→ WHAT TO WORK ON: Copy all the entries word for word, but omit the pictures.

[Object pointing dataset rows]
-- start --

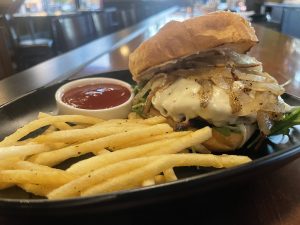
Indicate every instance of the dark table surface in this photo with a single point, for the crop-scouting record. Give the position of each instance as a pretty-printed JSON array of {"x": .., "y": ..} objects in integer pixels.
[{"x": 271, "y": 198}]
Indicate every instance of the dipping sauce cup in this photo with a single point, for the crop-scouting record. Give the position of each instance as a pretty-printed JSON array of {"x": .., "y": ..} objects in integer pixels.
[{"x": 105, "y": 98}]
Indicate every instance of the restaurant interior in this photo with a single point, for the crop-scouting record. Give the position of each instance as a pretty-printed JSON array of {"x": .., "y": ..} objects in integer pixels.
[
  {"x": 33, "y": 31},
  {"x": 47, "y": 43}
]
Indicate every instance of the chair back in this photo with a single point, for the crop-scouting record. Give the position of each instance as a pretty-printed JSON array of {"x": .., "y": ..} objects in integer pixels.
[
  {"x": 100, "y": 23},
  {"x": 6, "y": 68},
  {"x": 73, "y": 31}
]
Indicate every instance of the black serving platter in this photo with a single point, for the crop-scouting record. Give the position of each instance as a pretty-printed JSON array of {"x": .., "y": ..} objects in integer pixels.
[{"x": 272, "y": 154}]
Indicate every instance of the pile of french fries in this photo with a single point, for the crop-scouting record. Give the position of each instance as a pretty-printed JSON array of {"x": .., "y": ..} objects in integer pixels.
[{"x": 126, "y": 153}]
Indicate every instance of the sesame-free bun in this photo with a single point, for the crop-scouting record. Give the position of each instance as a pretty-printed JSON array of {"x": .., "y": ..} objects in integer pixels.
[{"x": 196, "y": 35}]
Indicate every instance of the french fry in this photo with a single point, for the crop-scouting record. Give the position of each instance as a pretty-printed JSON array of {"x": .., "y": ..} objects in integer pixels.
[
  {"x": 134, "y": 115},
  {"x": 170, "y": 175},
  {"x": 159, "y": 179},
  {"x": 58, "y": 125},
  {"x": 36, "y": 124},
  {"x": 79, "y": 135},
  {"x": 133, "y": 178},
  {"x": 169, "y": 146},
  {"x": 36, "y": 189},
  {"x": 148, "y": 182},
  {"x": 21, "y": 151},
  {"x": 75, "y": 187},
  {"x": 155, "y": 138},
  {"x": 129, "y": 153},
  {"x": 113, "y": 141},
  {"x": 102, "y": 152},
  {"x": 36, "y": 177},
  {"x": 96, "y": 162}
]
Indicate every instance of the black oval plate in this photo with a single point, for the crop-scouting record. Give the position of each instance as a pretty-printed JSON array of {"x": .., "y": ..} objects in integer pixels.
[{"x": 13, "y": 115}]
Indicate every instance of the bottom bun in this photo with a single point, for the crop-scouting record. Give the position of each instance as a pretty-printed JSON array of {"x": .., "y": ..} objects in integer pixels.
[{"x": 222, "y": 143}]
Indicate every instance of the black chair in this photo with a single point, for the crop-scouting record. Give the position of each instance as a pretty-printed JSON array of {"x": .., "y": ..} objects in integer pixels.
[
  {"x": 30, "y": 46},
  {"x": 73, "y": 31},
  {"x": 100, "y": 23},
  {"x": 113, "y": 21},
  {"x": 6, "y": 67}
]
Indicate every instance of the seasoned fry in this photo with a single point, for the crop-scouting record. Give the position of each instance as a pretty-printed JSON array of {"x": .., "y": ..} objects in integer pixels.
[
  {"x": 36, "y": 177},
  {"x": 169, "y": 145},
  {"x": 129, "y": 153},
  {"x": 36, "y": 124},
  {"x": 58, "y": 125},
  {"x": 113, "y": 141},
  {"x": 159, "y": 179},
  {"x": 75, "y": 187},
  {"x": 37, "y": 189},
  {"x": 77, "y": 135},
  {"x": 21, "y": 151},
  {"x": 133, "y": 178},
  {"x": 170, "y": 175},
  {"x": 148, "y": 182},
  {"x": 155, "y": 138}
]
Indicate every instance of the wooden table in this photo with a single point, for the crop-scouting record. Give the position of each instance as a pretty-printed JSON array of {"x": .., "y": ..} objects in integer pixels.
[{"x": 271, "y": 198}]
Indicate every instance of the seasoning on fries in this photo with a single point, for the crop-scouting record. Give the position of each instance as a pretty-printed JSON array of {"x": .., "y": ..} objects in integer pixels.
[{"x": 127, "y": 153}]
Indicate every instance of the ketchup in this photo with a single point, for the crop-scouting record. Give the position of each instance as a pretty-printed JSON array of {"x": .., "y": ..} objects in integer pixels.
[{"x": 96, "y": 96}]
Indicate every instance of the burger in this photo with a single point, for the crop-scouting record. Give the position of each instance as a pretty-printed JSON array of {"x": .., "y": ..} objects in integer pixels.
[{"x": 197, "y": 73}]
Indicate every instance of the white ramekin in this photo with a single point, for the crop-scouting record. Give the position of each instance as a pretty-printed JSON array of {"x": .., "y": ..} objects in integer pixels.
[{"x": 120, "y": 111}]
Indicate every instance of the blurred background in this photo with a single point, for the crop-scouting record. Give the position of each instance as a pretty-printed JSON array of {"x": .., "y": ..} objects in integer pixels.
[{"x": 32, "y": 31}]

-- end --

→ ANSWER FOR THE TASK:
Indicate every instance of the dark table surface in this photo with a single point, for the crop-scouting record. Give the position of each instance as a pretty-printed JSON array of {"x": .., "y": ..} objects in integer pixels.
[{"x": 271, "y": 198}]
Indicate every instance of the dipping sauce cup in this photo with a single point, for the crop-scouting record. Give the position of each instance as a pretty-printed JSON array of {"x": .., "y": ..} objects in integer pixels.
[{"x": 105, "y": 98}]
Indicate every instance of the restaurant interior in this photo with a single point, for the crop-scouting record. Give the position of each instance as a pretty-printed JSON array of {"x": .., "y": ..} objects in integer pixels.
[
  {"x": 33, "y": 31},
  {"x": 47, "y": 43}
]
Indicate every instance of the chair back in this photo with a single point, for the crop-scouting record. Give the position of each instance as a pretty-printed JSON array of {"x": .., "y": ..} objects in integer pixels.
[
  {"x": 100, "y": 23},
  {"x": 6, "y": 68},
  {"x": 73, "y": 31}
]
Indicate every instance of the black serving platter in this photo with a single point, for the crop-scouting record. Give the position of each instance as a pretty-printed JSON array of {"x": .., "y": ..} objects in integer pixels.
[{"x": 272, "y": 154}]
Indicate every instance of the pile of french fries in this photo with a single point, for the crop-scouting record. Give the position of each instance as a pretty-printed JSON array of {"x": .., "y": ..} objects in integer pixels.
[{"x": 126, "y": 153}]
Indicate every instance of the sesame-free bun in this photo with a single point, for the crop-scouting record. Give the position of each instance as a pretty-printed JSON array of {"x": .., "y": ..} objects in integer pixels.
[{"x": 196, "y": 35}]
Indicate every instance of the french fry in this photo with a single point, for the crop-scouting record. Give the position of each instance as a pretty-printed JSON array of {"x": .., "y": ..} objects in integer pixels.
[
  {"x": 134, "y": 115},
  {"x": 170, "y": 175},
  {"x": 159, "y": 179},
  {"x": 58, "y": 125},
  {"x": 36, "y": 124},
  {"x": 79, "y": 135},
  {"x": 133, "y": 178},
  {"x": 169, "y": 146},
  {"x": 36, "y": 189},
  {"x": 148, "y": 182},
  {"x": 21, "y": 151},
  {"x": 75, "y": 187},
  {"x": 155, "y": 138},
  {"x": 129, "y": 153},
  {"x": 113, "y": 141},
  {"x": 102, "y": 152},
  {"x": 36, "y": 177},
  {"x": 96, "y": 162}
]
Indicate every instance of the black oval plate in this photo with a single point, for the crop-scouting record. Give the position of each instance as a pretty-printed JSON array of {"x": .., "y": ..} objects in integer pixels.
[{"x": 13, "y": 115}]
Indicate every instance of the bottom bun in this photo with a single point, for the crop-scouting record. Give the position of each instance as a pretty-printed JSON array of {"x": .., "y": ..} objects in integer pixels.
[{"x": 222, "y": 143}]
Indicate every instance of the black chair in this photo with a single point, for the crop-scouting record. Give the position of each instance as a pretty-printed JSON array of {"x": .., "y": ..} objects in integer pixels.
[
  {"x": 30, "y": 46},
  {"x": 73, "y": 31},
  {"x": 100, "y": 23},
  {"x": 113, "y": 21},
  {"x": 6, "y": 67}
]
Indicate every instance of the seasoned fry in this photo with a single point, for the crop-scouting record. Give the position of each instance as a pretty-printed JSON array of {"x": .., "y": ..} objects in integer pixels.
[
  {"x": 36, "y": 177},
  {"x": 169, "y": 145},
  {"x": 129, "y": 153},
  {"x": 36, "y": 124},
  {"x": 58, "y": 125},
  {"x": 113, "y": 141},
  {"x": 159, "y": 179},
  {"x": 75, "y": 187},
  {"x": 37, "y": 189},
  {"x": 77, "y": 135},
  {"x": 21, "y": 151},
  {"x": 133, "y": 178},
  {"x": 170, "y": 175},
  {"x": 148, "y": 182},
  {"x": 155, "y": 138}
]
Indicate every instance of the wooden table in this photo with a single point, for the crop-scouting record. Give the position of each instance as a pretty-printed JSON array of {"x": .., "y": ..} objects in integer pixels.
[{"x": 271, "y": 198}]
Indicate every instance of the seasoning on fries in this photo with a single point, for the crop-scouting record. Give the position of each instance as a pretty-printed JSON array of {"x": .., "y": ..} objects in integer pixels.
[{"x": 127, "y": 153}]
Indicate every instance of the ketchup in this photo with a single point, for the crop-scouting record. Give the position of each instance as a pretty-printed JSON array of {"x": .., "y": ..} objects in integer pixels.
[{"x": 96, "y": 96}]
Indicate every instance of the burger in this photo with a single point, for the crop-scouting record. Give the position of each instance as a pretty-printed JSON array of {"x": .., "y": ..} objects in integer pixels.
[{"x": 197, "y": 73}]
Indicate every instance of the white ramekin in this photo with a single point, for the crop-scouting record. Give the position of each instance as a pretty-printed JSON array of {"x": .., "y": ..} objects in integer pixels.
[{"x": 120, "y": 111}]
Indicate every instance of the blurred background in this photo with a single point, for the crop-scouting record. Give the position of each instance as a pretty-printed JSON array of {"x": .., "y": ..} objects in integer pixels.
[{"x": 32, "y": 31}]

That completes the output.